## Task details
Type out the data again, word for word and in full.

*** Provided records ***

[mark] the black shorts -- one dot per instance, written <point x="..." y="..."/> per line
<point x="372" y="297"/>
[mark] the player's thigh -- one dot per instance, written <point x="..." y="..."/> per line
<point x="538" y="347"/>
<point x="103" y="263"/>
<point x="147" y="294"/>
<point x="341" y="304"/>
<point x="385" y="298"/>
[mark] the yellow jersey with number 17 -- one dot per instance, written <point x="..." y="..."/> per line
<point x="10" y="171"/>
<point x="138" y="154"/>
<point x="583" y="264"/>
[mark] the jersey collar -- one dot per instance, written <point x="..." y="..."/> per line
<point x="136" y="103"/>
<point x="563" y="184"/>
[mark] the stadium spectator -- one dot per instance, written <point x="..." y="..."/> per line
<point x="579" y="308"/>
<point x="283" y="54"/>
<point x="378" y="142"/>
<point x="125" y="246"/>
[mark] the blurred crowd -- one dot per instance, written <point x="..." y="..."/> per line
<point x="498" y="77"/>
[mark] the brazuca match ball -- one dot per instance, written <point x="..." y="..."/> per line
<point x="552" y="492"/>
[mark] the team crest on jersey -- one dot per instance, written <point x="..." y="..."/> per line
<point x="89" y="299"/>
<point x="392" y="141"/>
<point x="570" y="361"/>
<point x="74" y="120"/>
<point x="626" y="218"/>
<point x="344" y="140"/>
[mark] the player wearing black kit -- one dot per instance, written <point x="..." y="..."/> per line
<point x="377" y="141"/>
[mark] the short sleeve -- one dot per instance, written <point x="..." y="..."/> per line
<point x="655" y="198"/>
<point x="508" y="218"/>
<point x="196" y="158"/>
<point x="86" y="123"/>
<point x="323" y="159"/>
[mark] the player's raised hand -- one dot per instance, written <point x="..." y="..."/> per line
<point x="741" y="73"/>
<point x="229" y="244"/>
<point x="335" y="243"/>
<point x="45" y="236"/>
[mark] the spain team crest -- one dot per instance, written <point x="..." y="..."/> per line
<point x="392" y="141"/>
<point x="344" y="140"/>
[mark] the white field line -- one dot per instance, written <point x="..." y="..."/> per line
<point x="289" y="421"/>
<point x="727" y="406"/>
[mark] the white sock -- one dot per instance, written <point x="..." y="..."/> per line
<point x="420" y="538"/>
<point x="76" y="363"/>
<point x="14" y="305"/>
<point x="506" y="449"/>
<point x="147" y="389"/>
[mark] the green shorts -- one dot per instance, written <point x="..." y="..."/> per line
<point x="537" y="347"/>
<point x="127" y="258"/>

***

## Result
[mark] the black shorts -- one dot per instance, written <point x="..." y="..."/> per line
<point x="372" y="297"/>
[mark] the player's thigh -- one dot per instance, written <point x="..." y="..."/> per line
<point x="538" y="347"/>
<point x="103" y="263"/>
<point x="147" y="294"/>
<point x="341" y="304"/>
<point x="385" y="298"/>
[mark] the yellow jersey with number 17 -- one dot per instance, written <point x="..." y="..."/> per line
<point x="10" y="171"/>
<point x="138" y="154"/>
<point x="583" y="264"/>
[mark] the jersey collar -- one dot per instance, written <point x="..." y="..."/> per line
<point x="136" y="103"/>
<point x="563" y="184"/>
[mark] the stadium spectator -- one dot per instance, written <point x="..." y="..."/> per line
<point x="579" y="308"/>
<point x="283" y="54"/>
<point x="378" y="142"/>
<point x="125" y="246"/>
[mark] the blurred crowd -- one dot per instance, written <point x="..." y="..."/> per line
<point x="498" y="77"/>
[mark] the brazuca match ball -- one dot per instance, written <point x="..." y="..."/> per line
<point x="552" y="492"/>
[mark] the team crest on jersey -- one dot per instance, written <point x="..." y="..."/> per line
<point x="89" y="299"/>
<point x="392" y="141"/>
<point x="570" y="361"/>
<point x="74" y="120"/>
<point x="626" y="218"/>
<point x="344" y="140"/>
[mark] the player wearing black kit -- one dot per instance, written <point x="..." y="..."/> per line
<point x="377" y="141"/>
[mark] the short sleeve -- one dot per instance, written <point x="..." y="..."/> per line
<point x="655" y="198"/>
<point x="508" y="218"/>
<point x="196" y="158"/>
<point x="86" y="123"/>
<point x="323" y="159"/>
[mark] the player's raised hand -- one dot per instance, written <point x="..." y="..."/> per line
<point x="741" y="73"/>
<point x="229" y="244"/>
<point x="335" y="243"/>
<point x="45" y="236"/>
[mark] the spain team crest -- one dot per instance, written <point x="..." y="..."/> per line
<point x="392" y="141"/>
<point x="344" y="140"/>
[mark] the white field line -- one dot per instance, written <point x="..." y="..."/> per line
<point x="289" y="421"/>
<point x="727" y="406"/>
[mark] the white sock -- one dot per instance, written <point x="..." y="..."/> per line
<point x="420" y="538"/>
<point x="76" y="363"/>
<point x="14" y="305"/>
<point x="506" y="449"/>
<point x="147" y="389"/>
[mark] the green shorts -- one dot per instance, written <point x="..." y="..."/> per line
<point x="537" y="347"/>
<point x="127" y="258"/>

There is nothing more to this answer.